> **Written problem**
In the entries that follow, identify the line containing "Place one keypoint on each instance of the firefighter" and return it together with all later lines, exactly as they appear.

> **Information shown**
+===+
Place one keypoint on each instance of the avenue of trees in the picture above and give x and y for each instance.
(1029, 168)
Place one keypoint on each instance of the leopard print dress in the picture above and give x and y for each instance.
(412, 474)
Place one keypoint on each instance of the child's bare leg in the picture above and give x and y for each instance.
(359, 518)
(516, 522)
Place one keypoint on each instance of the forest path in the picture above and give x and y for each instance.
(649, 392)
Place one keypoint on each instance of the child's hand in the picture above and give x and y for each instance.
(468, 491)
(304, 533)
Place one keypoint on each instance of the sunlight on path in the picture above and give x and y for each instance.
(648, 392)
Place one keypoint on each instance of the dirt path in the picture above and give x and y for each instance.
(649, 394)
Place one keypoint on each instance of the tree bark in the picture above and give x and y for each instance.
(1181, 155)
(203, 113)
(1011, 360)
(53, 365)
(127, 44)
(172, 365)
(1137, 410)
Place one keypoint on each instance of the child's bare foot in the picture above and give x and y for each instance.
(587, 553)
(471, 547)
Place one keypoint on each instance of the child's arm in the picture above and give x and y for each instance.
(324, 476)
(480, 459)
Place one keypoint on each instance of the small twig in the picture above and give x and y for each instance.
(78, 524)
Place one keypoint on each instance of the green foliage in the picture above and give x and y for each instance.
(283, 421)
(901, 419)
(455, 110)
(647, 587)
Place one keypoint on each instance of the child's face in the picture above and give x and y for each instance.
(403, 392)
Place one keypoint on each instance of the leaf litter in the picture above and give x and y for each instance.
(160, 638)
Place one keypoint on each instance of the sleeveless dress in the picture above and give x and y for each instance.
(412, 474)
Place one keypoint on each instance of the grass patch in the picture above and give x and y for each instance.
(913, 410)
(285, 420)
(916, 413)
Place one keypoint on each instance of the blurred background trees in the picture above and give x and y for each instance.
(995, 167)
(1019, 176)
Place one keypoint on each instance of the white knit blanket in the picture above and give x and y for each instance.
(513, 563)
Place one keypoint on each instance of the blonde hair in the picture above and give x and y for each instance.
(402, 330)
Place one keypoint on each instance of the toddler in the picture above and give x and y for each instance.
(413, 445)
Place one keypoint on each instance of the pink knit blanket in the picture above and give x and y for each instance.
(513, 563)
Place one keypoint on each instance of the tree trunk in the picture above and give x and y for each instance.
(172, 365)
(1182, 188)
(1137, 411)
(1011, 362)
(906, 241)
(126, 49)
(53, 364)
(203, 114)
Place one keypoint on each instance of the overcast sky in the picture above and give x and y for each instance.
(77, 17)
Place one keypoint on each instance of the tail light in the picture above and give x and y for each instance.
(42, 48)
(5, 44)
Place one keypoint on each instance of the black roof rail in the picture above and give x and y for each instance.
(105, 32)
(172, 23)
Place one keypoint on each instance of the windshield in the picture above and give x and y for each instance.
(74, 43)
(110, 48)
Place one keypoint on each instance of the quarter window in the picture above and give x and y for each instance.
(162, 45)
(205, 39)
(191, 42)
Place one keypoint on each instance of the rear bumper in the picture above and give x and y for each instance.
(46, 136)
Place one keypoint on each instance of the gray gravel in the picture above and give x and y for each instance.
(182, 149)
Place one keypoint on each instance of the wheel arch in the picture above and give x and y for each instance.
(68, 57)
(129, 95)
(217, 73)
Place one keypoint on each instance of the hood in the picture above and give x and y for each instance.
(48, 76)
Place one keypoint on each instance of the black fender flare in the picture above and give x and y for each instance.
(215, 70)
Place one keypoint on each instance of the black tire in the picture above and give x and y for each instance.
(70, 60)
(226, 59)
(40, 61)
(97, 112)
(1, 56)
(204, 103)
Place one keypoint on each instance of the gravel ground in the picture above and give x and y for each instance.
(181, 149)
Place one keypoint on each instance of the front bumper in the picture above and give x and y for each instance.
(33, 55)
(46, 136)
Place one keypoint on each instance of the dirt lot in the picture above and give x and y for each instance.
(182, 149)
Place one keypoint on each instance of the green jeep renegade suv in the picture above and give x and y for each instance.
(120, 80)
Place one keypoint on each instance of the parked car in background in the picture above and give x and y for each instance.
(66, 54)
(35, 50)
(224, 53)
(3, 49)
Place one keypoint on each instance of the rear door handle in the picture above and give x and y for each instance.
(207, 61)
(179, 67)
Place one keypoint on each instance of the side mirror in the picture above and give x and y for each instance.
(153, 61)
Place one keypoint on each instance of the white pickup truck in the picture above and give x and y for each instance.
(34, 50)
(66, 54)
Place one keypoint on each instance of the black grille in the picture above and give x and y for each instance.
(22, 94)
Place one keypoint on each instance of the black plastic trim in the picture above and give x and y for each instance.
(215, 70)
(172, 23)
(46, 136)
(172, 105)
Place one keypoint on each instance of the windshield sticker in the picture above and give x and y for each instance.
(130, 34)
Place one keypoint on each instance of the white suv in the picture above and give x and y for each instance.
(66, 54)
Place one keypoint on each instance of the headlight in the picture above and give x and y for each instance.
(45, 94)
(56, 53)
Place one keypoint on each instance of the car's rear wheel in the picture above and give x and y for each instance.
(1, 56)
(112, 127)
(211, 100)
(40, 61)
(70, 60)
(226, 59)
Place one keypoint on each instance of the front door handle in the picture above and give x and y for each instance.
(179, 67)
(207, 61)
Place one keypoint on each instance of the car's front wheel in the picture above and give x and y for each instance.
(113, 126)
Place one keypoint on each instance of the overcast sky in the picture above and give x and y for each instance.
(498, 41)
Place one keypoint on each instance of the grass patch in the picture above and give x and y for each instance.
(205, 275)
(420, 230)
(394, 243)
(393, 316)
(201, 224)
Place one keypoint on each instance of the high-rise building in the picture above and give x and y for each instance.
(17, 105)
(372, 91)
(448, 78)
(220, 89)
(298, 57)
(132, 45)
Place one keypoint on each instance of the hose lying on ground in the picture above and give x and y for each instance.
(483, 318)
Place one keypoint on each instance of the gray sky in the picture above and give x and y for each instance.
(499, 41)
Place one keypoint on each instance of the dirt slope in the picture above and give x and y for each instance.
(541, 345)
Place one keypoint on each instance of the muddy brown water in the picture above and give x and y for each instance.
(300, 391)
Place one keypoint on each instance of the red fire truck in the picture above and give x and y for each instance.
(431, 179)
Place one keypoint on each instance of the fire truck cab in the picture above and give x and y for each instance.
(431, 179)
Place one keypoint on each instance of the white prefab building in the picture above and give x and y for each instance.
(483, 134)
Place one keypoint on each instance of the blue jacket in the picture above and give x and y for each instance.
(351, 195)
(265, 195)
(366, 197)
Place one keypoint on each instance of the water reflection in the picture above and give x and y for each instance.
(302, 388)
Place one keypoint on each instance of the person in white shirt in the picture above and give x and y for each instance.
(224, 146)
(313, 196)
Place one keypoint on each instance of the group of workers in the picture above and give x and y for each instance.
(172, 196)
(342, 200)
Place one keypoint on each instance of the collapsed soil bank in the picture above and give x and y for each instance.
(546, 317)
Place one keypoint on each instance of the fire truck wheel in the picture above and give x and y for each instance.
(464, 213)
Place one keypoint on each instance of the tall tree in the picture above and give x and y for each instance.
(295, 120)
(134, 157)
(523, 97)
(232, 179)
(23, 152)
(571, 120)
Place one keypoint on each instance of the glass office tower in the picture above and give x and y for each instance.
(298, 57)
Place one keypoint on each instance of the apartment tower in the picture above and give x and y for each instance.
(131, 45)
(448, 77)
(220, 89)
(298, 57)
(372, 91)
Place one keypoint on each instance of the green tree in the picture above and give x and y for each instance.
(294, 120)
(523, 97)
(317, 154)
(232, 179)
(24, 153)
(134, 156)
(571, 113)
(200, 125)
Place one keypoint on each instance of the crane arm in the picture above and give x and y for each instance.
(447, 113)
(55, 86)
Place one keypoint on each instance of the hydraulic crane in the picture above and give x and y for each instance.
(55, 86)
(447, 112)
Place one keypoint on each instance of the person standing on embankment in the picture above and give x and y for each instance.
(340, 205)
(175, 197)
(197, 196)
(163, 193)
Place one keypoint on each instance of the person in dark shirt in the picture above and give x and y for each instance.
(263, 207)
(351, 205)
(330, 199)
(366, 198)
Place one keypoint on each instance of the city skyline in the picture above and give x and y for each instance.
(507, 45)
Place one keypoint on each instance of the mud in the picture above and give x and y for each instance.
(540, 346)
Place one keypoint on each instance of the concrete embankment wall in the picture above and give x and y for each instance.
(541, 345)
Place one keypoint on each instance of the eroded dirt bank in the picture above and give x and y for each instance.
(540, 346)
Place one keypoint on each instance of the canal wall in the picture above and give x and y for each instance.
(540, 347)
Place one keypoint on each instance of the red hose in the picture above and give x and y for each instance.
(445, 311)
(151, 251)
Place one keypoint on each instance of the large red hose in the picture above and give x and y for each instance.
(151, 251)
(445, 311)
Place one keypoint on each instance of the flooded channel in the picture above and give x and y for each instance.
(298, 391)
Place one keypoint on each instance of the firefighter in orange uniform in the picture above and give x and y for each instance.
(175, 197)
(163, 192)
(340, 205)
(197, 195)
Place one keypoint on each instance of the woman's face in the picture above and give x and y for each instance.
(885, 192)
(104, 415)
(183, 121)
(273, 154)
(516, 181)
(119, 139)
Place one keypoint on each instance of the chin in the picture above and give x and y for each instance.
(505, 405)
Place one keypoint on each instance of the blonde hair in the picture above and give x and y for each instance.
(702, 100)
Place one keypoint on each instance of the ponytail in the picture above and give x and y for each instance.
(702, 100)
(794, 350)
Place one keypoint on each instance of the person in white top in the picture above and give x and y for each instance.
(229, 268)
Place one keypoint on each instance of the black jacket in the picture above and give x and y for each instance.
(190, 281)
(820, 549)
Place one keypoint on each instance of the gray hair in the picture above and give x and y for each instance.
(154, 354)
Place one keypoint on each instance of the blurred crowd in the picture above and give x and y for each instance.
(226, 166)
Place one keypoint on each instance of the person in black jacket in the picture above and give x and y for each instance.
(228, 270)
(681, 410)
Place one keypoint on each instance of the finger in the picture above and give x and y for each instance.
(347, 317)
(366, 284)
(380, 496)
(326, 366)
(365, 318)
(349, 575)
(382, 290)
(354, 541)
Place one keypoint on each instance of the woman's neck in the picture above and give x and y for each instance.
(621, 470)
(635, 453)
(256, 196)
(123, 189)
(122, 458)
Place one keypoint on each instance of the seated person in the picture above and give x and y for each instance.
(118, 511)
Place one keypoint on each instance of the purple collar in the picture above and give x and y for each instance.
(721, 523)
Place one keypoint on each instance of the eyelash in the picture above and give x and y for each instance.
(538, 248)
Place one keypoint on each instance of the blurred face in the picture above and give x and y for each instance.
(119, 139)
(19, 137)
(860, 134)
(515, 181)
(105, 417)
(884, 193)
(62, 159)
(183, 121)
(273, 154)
+===+
> **Result below**
Place one keypoint on each instance of the firefighter in orange uniform in the picture above and give x and y for each instance.
(175, 197)
(163, 192)
(340, 205)
(197, 195)
Place one keypoint on each instance of the woman's face in the picture above and give x and y for each instance.
(885, 192)
(104, 415)
(183, 121)
(273, 154)
(516, 181)
(119, 139)
Place one keypoint on each instance of the chin in the picture above and give x and y for each instance.
(505, 405)
Place one keypoint on each instance of the blonde hair in the picture above and give x and y for each instance.
(702, 100)
Place one keypoint on each instance of the ponytail in the picture above and give x and y for each instance.
(702, 100)
(794, 350)
Place one keypoint on each instance of the person in white top in the picture above and give x and y for each instance.
(229, 268)
Place one keypoint on each instance of the black jacket in the picture above and give x and y for each instance.
(190, 281)
(820, 549)
Place one keypoint on each instance of the gray hair in the picture above and give x and y for each instance.
(154, 354)
Place one keypoint on each instance of the blurred crowd in the picture above and give x and y for each instance.
(226, 166)
Place one keypoint on each instance of the person in black jacket in the picture above and give x and y for each instance.
(228, 270)
(681, 410)
Place one keypoint on each instance of the finger in the picture above and give x and y for each instance.
(347, 317)
(366, 284)
(380, 496)
(326, 366)
(365, 318)
(349, 575)
(382, 290)
(354, 541)
Place one keypoint on each instance of the woman's neck in the picture above and give x and y for each instance.
(621, 470)
(635, 453)
(256, 196)
(123, 189)
(122, 458)
Place one keypoint on each instance of the seated person in the picture above and give x and y for each instance.
(118, 511)
Place one keypoint on each instance of the purple collar in the picture above and give x and y for each instance.
(721, 523)
Place one keypoint on each instance of the eyelash in the picture above and give x and y for each instance.
(538, 248)
Place one keypoint on each instance of the blurred face in the picture above and give x and y for each instance.
(119, 139)
(19, 137)
(860, 134)
(515, 181)
(105, 417)
(884, 193)
(62, 159)
(183, 121)
(273, 154)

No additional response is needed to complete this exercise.